Document segment >>
= 8th Quebec Legislature =

The 8th Legislative Assembly of Quebec was the provincial legislature in Quebec, Canada that existed from March 8, 1892, to March 6, 1897. The Quebec Conservative Party was the governing party for the last time in Quebec. Charles Boucher de Boucherville was the Premier for much of 1892; Louis-Olivier Taillon ran the province for most of the mandate until he was replaced by Edmund James Flynn during the final year. The Conservatives would remain the opposition party until 1935, when they merged with the Union Nationale which won the elections held the following year.

Given problem 1 >>
Write out again every line of the records, requests included, from the line containing "Mark each instance of the white swan" through the end of the records, with both ends included. Shift each coordinate in the answers up by 92, and leave the requests and their format samples unchanged.

Raw data >>
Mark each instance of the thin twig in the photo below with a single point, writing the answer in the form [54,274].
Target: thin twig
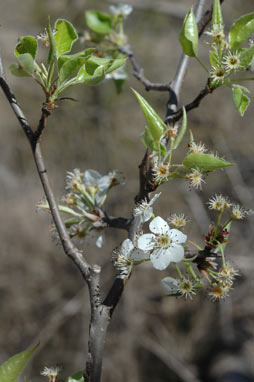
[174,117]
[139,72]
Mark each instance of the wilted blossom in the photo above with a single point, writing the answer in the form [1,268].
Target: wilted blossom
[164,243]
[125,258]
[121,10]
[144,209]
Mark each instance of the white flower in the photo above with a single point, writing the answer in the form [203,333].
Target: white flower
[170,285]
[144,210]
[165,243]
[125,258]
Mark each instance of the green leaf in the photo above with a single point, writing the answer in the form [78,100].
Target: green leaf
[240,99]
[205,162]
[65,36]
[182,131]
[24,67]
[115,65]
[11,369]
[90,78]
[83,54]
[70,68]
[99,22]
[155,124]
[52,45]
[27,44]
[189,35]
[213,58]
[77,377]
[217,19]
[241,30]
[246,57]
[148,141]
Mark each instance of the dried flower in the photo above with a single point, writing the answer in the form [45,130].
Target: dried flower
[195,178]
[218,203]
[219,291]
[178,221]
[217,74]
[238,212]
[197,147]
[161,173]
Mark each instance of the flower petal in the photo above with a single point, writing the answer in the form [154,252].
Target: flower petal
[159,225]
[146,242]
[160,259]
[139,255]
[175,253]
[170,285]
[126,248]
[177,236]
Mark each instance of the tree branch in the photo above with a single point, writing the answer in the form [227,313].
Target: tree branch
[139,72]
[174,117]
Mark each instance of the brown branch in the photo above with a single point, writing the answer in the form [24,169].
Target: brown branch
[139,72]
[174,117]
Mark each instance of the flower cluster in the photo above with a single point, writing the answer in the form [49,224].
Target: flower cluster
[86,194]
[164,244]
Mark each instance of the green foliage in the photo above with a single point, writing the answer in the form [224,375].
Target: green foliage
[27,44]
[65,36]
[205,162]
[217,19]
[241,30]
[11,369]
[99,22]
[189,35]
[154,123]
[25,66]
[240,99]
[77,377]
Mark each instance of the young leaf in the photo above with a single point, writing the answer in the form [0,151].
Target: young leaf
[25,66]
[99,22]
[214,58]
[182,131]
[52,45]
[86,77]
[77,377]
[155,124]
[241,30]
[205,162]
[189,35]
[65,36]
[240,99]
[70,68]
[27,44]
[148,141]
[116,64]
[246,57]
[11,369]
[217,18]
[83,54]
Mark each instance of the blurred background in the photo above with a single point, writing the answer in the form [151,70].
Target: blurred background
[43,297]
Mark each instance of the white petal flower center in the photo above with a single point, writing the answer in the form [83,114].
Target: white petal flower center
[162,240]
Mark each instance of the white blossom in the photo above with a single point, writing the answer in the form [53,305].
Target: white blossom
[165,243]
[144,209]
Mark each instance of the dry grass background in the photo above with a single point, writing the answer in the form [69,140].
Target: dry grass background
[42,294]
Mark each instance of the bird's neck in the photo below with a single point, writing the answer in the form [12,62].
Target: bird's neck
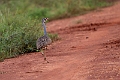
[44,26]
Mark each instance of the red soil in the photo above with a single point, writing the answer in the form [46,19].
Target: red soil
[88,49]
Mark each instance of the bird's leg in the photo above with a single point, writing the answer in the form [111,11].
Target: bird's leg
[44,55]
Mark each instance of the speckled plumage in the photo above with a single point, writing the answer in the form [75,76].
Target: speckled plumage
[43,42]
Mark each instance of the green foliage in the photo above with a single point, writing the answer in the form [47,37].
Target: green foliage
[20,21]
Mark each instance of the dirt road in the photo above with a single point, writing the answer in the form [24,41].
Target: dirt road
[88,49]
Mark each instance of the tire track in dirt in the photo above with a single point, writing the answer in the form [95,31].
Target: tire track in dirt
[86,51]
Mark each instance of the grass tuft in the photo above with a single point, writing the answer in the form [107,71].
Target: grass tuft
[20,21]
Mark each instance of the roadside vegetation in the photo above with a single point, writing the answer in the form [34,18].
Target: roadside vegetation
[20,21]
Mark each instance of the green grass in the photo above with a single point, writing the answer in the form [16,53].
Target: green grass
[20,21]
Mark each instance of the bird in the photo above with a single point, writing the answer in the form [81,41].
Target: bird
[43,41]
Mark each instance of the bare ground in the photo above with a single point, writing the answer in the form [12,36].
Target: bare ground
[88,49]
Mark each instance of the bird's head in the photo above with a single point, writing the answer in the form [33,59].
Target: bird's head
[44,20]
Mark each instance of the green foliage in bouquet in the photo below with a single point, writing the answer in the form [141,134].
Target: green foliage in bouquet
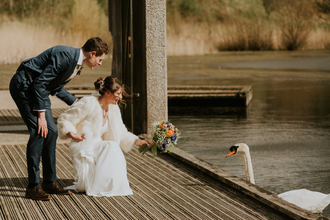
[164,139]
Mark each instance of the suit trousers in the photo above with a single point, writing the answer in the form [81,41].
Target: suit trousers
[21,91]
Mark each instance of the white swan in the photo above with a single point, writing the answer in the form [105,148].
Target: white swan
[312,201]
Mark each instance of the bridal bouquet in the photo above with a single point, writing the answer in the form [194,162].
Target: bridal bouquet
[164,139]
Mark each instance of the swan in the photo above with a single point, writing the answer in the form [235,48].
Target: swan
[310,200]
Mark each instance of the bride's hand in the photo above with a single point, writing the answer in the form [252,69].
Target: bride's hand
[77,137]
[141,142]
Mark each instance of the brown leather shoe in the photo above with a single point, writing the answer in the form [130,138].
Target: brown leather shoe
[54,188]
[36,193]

Given problem 2 >>
List every person the article on the 8th Quebec Legislature names as having served as Premier.

Task response 1 >>
Mark each instance of the white swan in the photo above with a single point, writing the answer in the form [105,148].
Target: white swan
[404,293]
Mark each instance of the bridal bouquet in the photo above with a single point, writing the answer in the form [194,162].
Target: bridal bouquet
[256,231]
Mark each instance of the swan in the photo above with a single point, writing the answer in the form [235,48].
Target: swan
[402,292]
Mark each instance of the bride's hand in the photo above with a single point, writing the answer in the form [252,69].
Target: bride's hand
[169,229]
[233,234]
Mark each instance of the brown leather shoe in the photo above with a single point, writing the answer in the form [130,138].
Target: brown leather shoe
[146,280]
[128,285]

Task response 2 >>
Charles Boucher de Boucherville, Louis-Olivier Taillon, Edmund James Flynn